» GIVEN TEXT
Second to mental health providers and physicians, lawyers are the next most likely professional group to encounter clients experiencing significant emotional challenges. Family law attorneys regularly interact with distraught clients as individuals undergoing divorce must cope with numerous unique and often overwhelming psychological stressors as they transform their personal lives, including transitioning multiple key relationships, struggling with self-identity issues, managing financial impacts, rearranging living situations, and so much more. Clients commonly experience feelings of anxiety, depression, anger and/or guilt, all of which can similarly adversely affect their physical health.
This also holds true for attorneys that litigate clients’ mental and physical injuries as they too repeatedly interface with persons laboring to cope with both physical and psychological impacts from their injury and regain balance in their lives. Since the duration, complexities, and psychological and behavioral reactions by the parties involved in processes of marital dissolution or recovery from injury are unpredictable, it is important to ensure that those clients have sufficient emotional support so they can emerge from litigation with good physical and mental health to begin new and fulfilling lives.
Attorneys, regardless of specialization area, usually can recognize the presence of unhealthy feelings and behaviors when interacting with emotionally distressed clients, and in response they by and large strive to connect them with mental health professionals. However, such efforts often are unsuccessful for many reasons. This is a two-part article in which I present four strategies intended to increase the chances that your clients successfully obtain the psychological support they need. Part 2 will be delivered to your Inbox next week.
Strategy 1 – Be proactive by establishing a long list of competent mental health professionals, be they social workers, psychologists, or psychiatrists, to who you can refer your clients at a moment’s notice. There is a drastic shortage of qualified clinicians in Chicagoland, and therefore many clinicians’ practices are full and cannot accommodate new referrals. Clients requiring a quick consultation or those in crisis cannot wait for a clinician’s availability. Thus, ensure you have many referral options available.
Strategy 2 – Play an active role in facilitating contact between your client and the clinician. Where possible, reach out to the selected clinician in advance to explain the nature of and reason for the referral, as well as its level of urgency. Ensure that both the clinician and client have one another’s full contact information, and that each party is accountable to you to make the connection in a timely fashion.

» WORK ORDER 1
According to the article, which professional groups are more likely than lawyers to encounter clients with significant emotional challenges?
» WORK ORDER 2
Continue the article on helping clients obtain psychological support, starting right after its last sentence.
The items play no part in this work.

» PROVIDED DATA
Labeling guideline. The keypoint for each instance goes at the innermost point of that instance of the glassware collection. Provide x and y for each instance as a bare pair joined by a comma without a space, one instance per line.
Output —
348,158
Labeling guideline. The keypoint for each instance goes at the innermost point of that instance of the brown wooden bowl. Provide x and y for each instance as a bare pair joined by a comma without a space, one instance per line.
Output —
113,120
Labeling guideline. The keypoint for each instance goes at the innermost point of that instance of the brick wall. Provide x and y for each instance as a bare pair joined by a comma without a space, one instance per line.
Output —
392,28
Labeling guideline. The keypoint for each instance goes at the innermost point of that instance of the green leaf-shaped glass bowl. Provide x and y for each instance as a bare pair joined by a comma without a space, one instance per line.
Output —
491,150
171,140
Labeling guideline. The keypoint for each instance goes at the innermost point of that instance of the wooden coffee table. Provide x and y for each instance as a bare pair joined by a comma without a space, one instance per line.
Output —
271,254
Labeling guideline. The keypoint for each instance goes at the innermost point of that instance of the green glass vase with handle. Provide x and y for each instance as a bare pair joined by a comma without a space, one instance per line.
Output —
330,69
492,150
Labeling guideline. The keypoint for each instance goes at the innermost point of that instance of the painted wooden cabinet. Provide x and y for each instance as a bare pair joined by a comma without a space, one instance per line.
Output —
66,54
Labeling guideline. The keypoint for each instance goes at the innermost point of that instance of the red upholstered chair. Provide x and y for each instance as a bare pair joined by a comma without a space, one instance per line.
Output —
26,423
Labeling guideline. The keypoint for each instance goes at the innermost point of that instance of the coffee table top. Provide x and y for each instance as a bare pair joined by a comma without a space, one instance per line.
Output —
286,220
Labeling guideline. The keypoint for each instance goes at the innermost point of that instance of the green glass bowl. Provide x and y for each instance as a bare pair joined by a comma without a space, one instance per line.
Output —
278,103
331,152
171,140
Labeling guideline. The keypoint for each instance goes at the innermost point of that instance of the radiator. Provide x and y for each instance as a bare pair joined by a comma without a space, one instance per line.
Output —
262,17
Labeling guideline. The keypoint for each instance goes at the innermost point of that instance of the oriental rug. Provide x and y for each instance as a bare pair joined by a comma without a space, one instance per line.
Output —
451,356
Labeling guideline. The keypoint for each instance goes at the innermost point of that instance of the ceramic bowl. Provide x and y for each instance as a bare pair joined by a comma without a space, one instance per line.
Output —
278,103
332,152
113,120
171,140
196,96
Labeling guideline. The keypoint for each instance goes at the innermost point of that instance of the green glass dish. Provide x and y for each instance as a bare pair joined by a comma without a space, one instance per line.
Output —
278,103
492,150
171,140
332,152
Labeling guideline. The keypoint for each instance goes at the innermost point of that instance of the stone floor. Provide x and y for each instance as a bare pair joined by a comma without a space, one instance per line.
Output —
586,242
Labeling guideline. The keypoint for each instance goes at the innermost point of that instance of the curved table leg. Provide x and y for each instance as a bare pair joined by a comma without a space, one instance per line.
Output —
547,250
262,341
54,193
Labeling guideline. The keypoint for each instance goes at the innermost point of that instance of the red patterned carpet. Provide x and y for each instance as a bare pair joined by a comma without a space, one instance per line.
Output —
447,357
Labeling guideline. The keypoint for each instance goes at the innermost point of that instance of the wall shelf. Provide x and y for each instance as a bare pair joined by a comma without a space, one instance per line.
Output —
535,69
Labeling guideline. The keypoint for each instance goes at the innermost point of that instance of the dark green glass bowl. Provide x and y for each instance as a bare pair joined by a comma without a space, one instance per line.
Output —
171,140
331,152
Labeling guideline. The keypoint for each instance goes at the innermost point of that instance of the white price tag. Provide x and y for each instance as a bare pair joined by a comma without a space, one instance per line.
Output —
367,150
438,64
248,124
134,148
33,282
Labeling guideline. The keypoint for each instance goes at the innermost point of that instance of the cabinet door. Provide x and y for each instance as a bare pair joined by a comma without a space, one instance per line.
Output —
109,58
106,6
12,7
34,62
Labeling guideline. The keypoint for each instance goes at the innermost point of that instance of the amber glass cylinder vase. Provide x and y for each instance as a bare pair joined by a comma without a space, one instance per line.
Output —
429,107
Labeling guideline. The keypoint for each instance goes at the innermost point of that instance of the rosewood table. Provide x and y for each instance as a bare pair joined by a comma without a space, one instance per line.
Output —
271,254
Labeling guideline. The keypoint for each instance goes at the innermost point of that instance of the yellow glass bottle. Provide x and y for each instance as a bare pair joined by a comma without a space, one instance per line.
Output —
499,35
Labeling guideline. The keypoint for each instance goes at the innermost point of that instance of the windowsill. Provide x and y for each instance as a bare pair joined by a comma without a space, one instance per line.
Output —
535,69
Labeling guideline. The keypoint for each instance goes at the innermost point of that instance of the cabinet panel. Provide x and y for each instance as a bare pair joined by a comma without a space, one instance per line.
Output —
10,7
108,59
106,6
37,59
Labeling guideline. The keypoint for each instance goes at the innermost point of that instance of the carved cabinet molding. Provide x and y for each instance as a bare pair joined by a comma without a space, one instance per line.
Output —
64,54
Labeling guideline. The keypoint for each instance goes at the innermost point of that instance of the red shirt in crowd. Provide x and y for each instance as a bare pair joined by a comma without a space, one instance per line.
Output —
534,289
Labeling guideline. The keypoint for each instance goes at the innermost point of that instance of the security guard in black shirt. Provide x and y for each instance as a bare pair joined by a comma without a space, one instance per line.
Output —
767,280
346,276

» ANSWER SECTION 1
Mental health providers and physicians.

» ANSWER SECTION 2
Strategy 3 – In medical settings, when physicians refer a patient to a behavioral health professional, there is a 50%-80% chance that the patient will not show up for the first appointment. One way of markedly improving those odds is to provide a “warm handoff”, meaning an in-person introduction of the therapist to the patient by the physician. The rationale of the warm handoff is that the trust and rapport a client has in the physician can then be conferred directly to the treating therapist, thereby reducing any worry, resistance or stigma that might otherwise interfere with the client’s follow through in attending the intake appointment.
There is no reason to believe that the no-show rate for the clients you refer for therapy is any better than the rate for physicians. For attorneys, since the therapist is not co-located in or even closely situated by your office, an immediate in-person warm handoff usually is hindered. However, one instead can consider facilitating a warm handoff by scheduling a visit by the psychologist at your office with your client present or offering a virtual warm handoff such as a three-way phone call or video chat, allowing for a real time introduction of your client to the therapist. Applying this extra effort may increase the chance that your client will initiate treatment with the therapist.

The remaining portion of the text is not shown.